[Problem]:
Reproduce every one of the entries below, swapping each "instance" for "occurrence" and keeping everything else unchanged. Leave the pictures out of your version.

[Excerpted records]:

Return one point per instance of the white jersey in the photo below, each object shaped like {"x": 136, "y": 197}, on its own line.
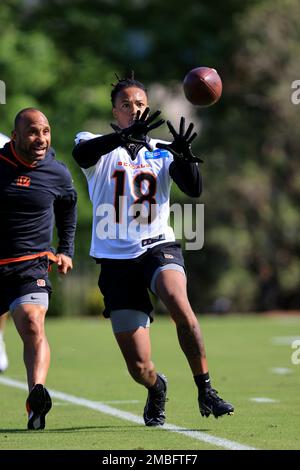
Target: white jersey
{"x": 130, "y": 201}
{"x": 3, "y": 140}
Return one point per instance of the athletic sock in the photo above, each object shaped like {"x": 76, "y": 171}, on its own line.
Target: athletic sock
{"x": 202, "y": 381}
{"x": 158, "y": 387}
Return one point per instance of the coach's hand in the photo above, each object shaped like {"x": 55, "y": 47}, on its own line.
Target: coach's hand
{"x": 137, "y": 132}
{"x": 64, "y": 263}
{"x": 181, "y": 146}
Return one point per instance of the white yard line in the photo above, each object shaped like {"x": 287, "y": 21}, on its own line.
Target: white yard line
{"x": 281, "y": 370}
{"x": 100, "y": 406}
{"x": 284, "y": 340}
{"x": 263, "y": 400}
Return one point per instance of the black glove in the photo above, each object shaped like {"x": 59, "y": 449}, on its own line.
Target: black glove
{"x": 181, "y": 145}
{"x": 137, "y": 132}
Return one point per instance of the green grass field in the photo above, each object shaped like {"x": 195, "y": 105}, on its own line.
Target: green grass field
{"x": 87, "y": 364}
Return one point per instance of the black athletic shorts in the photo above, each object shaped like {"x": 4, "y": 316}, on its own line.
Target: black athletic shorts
{"x": 125, "y": 283}
{"x": 21, "y": 278}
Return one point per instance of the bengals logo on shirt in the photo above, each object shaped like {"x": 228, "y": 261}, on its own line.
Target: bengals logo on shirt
{"x": 23, "y": 181}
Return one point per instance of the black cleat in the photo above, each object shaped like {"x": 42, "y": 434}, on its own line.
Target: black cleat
{"x": 210, "y": 402}
{"x": 38, "y": 404}
{"x": 154, "y": 411}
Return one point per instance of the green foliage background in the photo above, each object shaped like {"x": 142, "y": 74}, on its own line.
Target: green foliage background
{"x": 61, "y": 56}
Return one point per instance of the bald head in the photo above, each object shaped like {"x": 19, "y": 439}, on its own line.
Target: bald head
{"x": 29, "y": 114}
{"x": 31, "y": 135}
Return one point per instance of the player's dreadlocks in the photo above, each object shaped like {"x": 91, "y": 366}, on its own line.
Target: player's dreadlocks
{"x": 125, "y": 83}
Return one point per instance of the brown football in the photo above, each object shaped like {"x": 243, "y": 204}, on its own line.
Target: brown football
{"x": 202, "y": 86}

[Task answer]:
Return one point per occurrence of the white jersey in the photo below, each object shaped like {"x": 136, "y": 197}, on its own line.
Target: white jersey
{"x": 130, "y": 201}
{"x": 3, "y": 140}
Return one point per occurrence of the athletic sock in the photo above, each object shaped like {"x": 76, "y": 171}, on its own line.
Target: athletic sock
{"x": 202, "y": 381}
{"x": 158, "y": 387}
Return one point per occurrence of the coach's hand in the photo above, each object shaped like {"x": 55, "y": 47}, on its own line.
Target: coach's hand
{"x": 137, "y": 132}
{"x": 64, "y": 263}
{"x": 181, "y": 146}
Return one point per occurrence of the white yard line in the photo above, each object shaped like {"x": 287, "y": 21}, on its own line.
Target: white yard line
{"x": 281, "y": 370}
{"x": 100, "y": 406}
{"x": 284, "y": 340}
{"x": 263, "y": 400}
Return one point per occurrence of the black glove in the photo above, each object shaped like {"x": 59, "y": 449}, on its own line.
Target: black glove
{"x": 181, "y": 145}
{"x": 137, "y": 132}
Return one point per occurrence of the green grass field in the photo above, each object shaped like {"x": 195, "y": 105}, on its own line.
Target: green grass field
{"x": 87, "y": 364}
Return one point per occurrence of the black athletic shorts in the photo above, each object shaped like {"x": 4, "y": 316}, on its own line.
Target: black athletic shorts
{"x": 125, "y": 283}
{"x": 21, "y": 278}
Return one point per occurrence of the bengals logo on shirt in the photo above, each object shaped like {"x": 228, "y": 261}, on its own line.
Target: bengals logo on shirt
{"x": 23, "y": 181}
Return one point per occurrence of the black cleat in the photo above, each object shaped like {"x": 42, "y": 434}, on its own line.
Target: black cleat
{"x": 210, "y": 402}
{"x": 38, "y": 404}
{"x": 154, "y": 411}
Return one point per occurrence of the green foliage background in the photo above, each object shaped like {"x": 142, "y": 74}, on its own line.
Target: green foliage background
{"x": 61, "y": 56}
Return one point per occurrence of the bald head in the photo above, each object shaped like {"x": 19, "y": 439}, on its own line.
Target: bald head
{"x": 29, "y": 114}
{"x": 31, "y": 135}
Return one point per occurrence of the player's dreadlocks in the photo above, each object shaped like {"x": 91, "y": 366}, on its own line.
Target: player's dreadlocks
{"x": 125, "y": 83}
Return one point per occurrence of the brown football in the photo above, each object shaped like {"x": 243, "y": 204}, on its own line.
Target: brown football
{"x": 202, "y": 86}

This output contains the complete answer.